---------- Given data ----------

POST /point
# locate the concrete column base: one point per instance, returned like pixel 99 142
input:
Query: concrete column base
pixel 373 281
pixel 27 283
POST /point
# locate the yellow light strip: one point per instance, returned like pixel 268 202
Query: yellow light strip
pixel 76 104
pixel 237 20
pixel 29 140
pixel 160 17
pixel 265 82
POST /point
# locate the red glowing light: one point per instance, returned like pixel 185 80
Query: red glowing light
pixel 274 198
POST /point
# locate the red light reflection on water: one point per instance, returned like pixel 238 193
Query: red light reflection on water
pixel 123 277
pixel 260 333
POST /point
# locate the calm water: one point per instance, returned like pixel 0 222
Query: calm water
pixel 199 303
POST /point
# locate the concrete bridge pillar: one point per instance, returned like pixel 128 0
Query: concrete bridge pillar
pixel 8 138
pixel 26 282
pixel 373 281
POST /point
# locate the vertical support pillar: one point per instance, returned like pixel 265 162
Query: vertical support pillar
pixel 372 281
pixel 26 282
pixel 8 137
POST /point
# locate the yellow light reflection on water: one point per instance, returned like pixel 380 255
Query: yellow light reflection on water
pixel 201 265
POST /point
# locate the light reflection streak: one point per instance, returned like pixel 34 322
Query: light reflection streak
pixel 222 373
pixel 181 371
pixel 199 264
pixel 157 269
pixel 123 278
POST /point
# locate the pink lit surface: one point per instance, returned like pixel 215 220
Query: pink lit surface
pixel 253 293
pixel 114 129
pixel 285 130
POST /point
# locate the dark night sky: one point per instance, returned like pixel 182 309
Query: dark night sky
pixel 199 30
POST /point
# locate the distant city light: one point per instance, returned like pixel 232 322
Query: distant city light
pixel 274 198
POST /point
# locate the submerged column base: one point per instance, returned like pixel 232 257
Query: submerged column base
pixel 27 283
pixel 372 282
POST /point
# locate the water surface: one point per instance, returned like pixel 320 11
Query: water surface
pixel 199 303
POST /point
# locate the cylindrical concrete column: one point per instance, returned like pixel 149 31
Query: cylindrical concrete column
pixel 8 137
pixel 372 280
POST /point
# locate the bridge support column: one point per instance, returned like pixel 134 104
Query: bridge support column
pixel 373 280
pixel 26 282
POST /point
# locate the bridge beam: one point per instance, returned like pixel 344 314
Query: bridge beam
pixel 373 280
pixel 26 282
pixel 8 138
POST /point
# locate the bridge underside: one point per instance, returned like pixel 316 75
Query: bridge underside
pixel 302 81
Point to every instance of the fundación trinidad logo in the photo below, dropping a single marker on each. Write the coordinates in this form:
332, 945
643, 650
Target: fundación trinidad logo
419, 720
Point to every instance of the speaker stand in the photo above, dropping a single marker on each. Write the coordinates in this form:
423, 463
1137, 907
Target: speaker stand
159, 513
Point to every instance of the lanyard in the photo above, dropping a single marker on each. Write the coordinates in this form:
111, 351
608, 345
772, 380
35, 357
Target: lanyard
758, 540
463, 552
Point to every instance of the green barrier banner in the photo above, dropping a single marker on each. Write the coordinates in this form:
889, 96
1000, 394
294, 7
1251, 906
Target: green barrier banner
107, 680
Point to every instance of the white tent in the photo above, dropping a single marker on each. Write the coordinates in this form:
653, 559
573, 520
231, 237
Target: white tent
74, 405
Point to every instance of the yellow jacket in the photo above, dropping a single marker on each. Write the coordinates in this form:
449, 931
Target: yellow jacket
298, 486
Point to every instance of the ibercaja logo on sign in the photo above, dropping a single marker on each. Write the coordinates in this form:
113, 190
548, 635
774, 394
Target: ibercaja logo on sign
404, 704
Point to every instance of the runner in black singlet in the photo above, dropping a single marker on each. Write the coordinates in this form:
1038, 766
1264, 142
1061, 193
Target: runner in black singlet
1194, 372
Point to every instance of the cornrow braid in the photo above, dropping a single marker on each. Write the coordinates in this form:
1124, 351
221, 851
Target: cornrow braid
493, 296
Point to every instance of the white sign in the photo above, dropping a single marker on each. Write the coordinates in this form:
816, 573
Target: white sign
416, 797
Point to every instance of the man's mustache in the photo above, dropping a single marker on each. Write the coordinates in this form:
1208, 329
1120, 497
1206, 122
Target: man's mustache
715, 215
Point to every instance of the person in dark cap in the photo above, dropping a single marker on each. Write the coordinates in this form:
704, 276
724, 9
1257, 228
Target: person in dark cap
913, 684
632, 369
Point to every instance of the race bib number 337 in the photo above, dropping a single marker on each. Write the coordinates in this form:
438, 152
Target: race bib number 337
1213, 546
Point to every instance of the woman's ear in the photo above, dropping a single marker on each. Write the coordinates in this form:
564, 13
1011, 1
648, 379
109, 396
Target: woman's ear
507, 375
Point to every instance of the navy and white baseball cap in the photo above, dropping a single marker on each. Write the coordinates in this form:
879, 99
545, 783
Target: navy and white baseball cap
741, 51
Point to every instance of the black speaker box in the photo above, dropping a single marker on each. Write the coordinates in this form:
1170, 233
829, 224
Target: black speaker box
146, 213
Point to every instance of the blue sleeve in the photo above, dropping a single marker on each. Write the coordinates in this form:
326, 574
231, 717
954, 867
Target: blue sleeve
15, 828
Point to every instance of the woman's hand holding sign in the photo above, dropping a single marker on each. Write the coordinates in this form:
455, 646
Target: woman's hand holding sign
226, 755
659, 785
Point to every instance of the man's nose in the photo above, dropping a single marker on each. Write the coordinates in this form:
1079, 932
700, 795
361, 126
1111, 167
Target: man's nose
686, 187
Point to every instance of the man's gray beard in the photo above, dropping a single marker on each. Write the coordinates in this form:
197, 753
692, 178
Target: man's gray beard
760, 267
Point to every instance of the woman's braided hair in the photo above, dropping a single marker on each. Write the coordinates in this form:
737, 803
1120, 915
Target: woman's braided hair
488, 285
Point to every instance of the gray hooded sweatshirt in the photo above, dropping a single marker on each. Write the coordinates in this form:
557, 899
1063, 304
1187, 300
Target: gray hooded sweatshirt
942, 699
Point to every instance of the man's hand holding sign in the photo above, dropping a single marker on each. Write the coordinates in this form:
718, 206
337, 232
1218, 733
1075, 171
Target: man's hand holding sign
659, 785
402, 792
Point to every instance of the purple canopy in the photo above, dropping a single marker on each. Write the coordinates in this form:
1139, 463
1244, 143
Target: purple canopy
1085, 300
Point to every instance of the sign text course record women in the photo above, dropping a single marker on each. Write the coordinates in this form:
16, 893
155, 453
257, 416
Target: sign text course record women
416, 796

----------

◆ Prompt ◆
Could you reproduce every record above exactly as it appears?

◆ The response ◆
POST /point
# locate the concrete column base: one point per instance, returned like pixel 99 142
input:
Query: concrete column base
pixel 373 281
pixel 27 283
POST /point
# locate the yellow light strip: one point per instance, returned like pixel 268 202
Query: yellow light strip
pixel 76 104
pixel 237 20
pixel 29 140
pixel 160 17
pixel 265 82
POST /point
# locate the red glowing light: one point per instance, returned like pixel 185 80
Query: red glowing light
pixel 274 198
POST /point
# locate the red light reflection on water: one point per instance, returned like pixel 238 193
Query: red light reflection on water
pixel 123 277
pixel 260 333
POST /point
# locate the calm water: one point per instance, returned like pixel 0 222
Query: calm water
pixel 199 303
POST /point
# locate the concrete bridge pillar: one point per instance, returned like pixel 128 0
Query: concrete bridge pillar
pixel 8 138
pixel 26 282
pixel 373 281
POST /point
# locate the vertical support pillar: one point per instance, returned like pixel 265 162
Query: vertical support pillar
pixel 372 281
pixel 26 282
pixel 8 137
POST /point
# locate the yellow light reflection on water: one point per instance, returned like pixel 380 255
Query: yellow light reflection on water
pixel 201 265
POST /point
# locate the light reflection streak: one point per instance, returned like pixel 34 322
Query: light reflection streak
pixel 222 373
pixel 181 371
pixel 199 264
pixel 157 269
pixel 123 278
POST /point
# locate the pink lit surface: one point per instance, returned like pixel 215 220
Query: pink lit surface
pixel 253 293
pixel 114 129
pixel 285 130
POST /point
# locate the dark night sky: one point per instance, returned like pixel 182 309
Query: dark night sky
pixel 199 30
POST /point
# locate the distant city light: one point per instance, returned like pixel 232 322
Query: distant city light
pixel 274 198
POST /point
# locate the submerged column base: one point per instance, returned like pixel 232 257
Query: submerged column base
pixel 27 283
pixel 372 282
POST /point
# locate the water surface: one point per instance, returned like pixel 320 11
Query: water surface
pixel 199 303
POST /point
# locate the cylindrical concrete column: one point per instance, returned like pixel 149 31
Query: cylindrical concrete column
pixel 8 137
pixel 372 280
POST /point
# locate the bridge support column: one point per instance, returned like pixel 134 104
Query: bridge support column
pixel 373 280
pixel 26 282
POST /point
# locate the bridge beam: one point per instance, returned like pixel 344 314
Query: bridge beam
pixel 373 280
pixel 26 282
pixel 8 138
POST /point
# locate the bridge underside: one point per instance, returned like pixel 316 75
Query: bridge underside
pixel 302 81
Point to every instance of the fundación trinidad logo in the photo below, dropping a single marker on each. Write the coordinates in this form:
332, 945
643, 650
Target: fundación trinidad logo
419, 720
Point to every instance of the speaker stand in the photo above, dropping a single marker on each. Write the coordinates in this form:
423, 463
1137, 907
Target: speaker stand
159, 513
Point to every instance of the lanyard in the photo above, dropping a single marker on each. Write the coordinates in this form:
111, 351
608, 345
772, 380
35, 357
Target: lanyard
758, 540
463, 552
Point to every instance of the green barrier banner in the photo above, dropping a single marker on each. Write the coordinates in this form:
889, 96
1000, 394
294, 7
1251, 906
Target: green barrier banner
107, 680
Point to every instance of the white tent in the photo above, dropping a single marker on each. Write the coordinates in this form:
653, 559
573, 520
231, 237
Target: white tent
74, 405
Point to every instance of the yellow jacket in the photo above, dropping a single marker on each. Write the coordinates in this form:
449, 931
Target: yellow jacket
298, 486
Point to every instance of the ibercaja logo on sign in the photo above, dropping a single marker on each. Write the coordinates in this form:
113, 190
548, 635
774, 394
Target: ibercaja logo on sign
404, 704
Point to every instance of the runner in black singlet in the photo above, dropping a single marker on each. Write the coordinates in this form:
1038, 766
1264, 142
1061, 193
Target: runner in black singlet
1194, 372
Point to every instance of the cornrow braid in the photo above, dropping a single marker on each. Write the coordinates in this form:
1124, 351
221, 851
Target: cornrow braid
493, 296
Point to every instance of the white sign in the photo above, dropping a single marker on each. Write the coordinates in this form:
816, 573
Target: white sign
416, 797
Point to every instance of the man's mustache in the photo above, dropping a single marker on each. Write the coordinates in this form:
1208, 329
1120, 497
1206, 122
Target: man's mustache
715, 215
Point to every instance of the person in dark cap in the photo above, dropping a single marker on each. Write the coordinates in this form:
704, 276
724, 9
1257, 228
Target: person in dark cap
913, 684
632, 369
Point to every instance of the race bib number 337 in the photo above, dropping a single marker on each. Write the coordinates in this form:
438, 152
Target: race bib number 337
1213, 546
Point to every instance of the woman's ear in the photo above, dropping a single marker on each. Write the coordinates in this form:
564, 13
1011, 1
648, 379
109, 396
Target: woman's ear
507, 375
Point to every instance of the navy and white baseball cap in the photo above, dropping a single marker on each. Write the coordinates in this form:
879, 99
545, 783
Target: navy and white baseball cap
741, 51
Point to every instance of the black speaker box in the photo above, dropping a single marker on each. Write the coordinates in this form:
1170, 233
829, 224
Target: black speaker box
146, 213
Point to every instance of the blue sleeve in the photo above, dropping a single marker on each. Write the coordinates in this form:
326, 574
231, 717
954, 867
Target: blue sleeve
15, 828
Point to every instance of the woman's hand holding sign in the photo above, dropping a single marker on each. Write the coordinates in this form:
455, 646
Target: woman's hand holding sign
226, 755
659, 785
Point to every instance of the man's nose in the photo above, dropping a single marker on each. Write the coordinates in this form:
1079, 932
700, 795
361, 126
1111, 167
Target: man's nose
686, 187
Point to every instance of the man's gray beard in the photo above, dropping a single marker on each. Write the coordinates in this form:
197, 753
692, 178
Target: man's gray beard
760, 267
Point to every instance of the woman's braided hair in the photo above, dropping a single marker on each. Write the coordinates in this form:
737, 803
1120, 915
Target: woman's braided hair
488, 285
Point to every instance of the gray hooded sweatshirt in the photo above, dropping a single marker on each. Write the coordinates in this form:
557, 899
1063, 304
1187, 300
Target: gray hooded sweatshirt
942, 699
Point to every instance of the man's hand holding sign in the photo above, dropping a single marker on each. Write the coordinates in this form:
718, 206
337, 232
1218, 733
1075, 171
Target: man's hand holding sign
659, 785
402, 792
Point to every instance of the purple canopy in the photo above, dropping a single marker on each. Write the coordinates in this form:
1139, 463
1244, 143
Target: purple canopy
1085, 300
Point to every instance of the sign text course record women in the photo above, dropping a single marker on each. Write the coordinates in this form:
16, 893
155, 453
257, 416
Target: sign text course record women
416, 796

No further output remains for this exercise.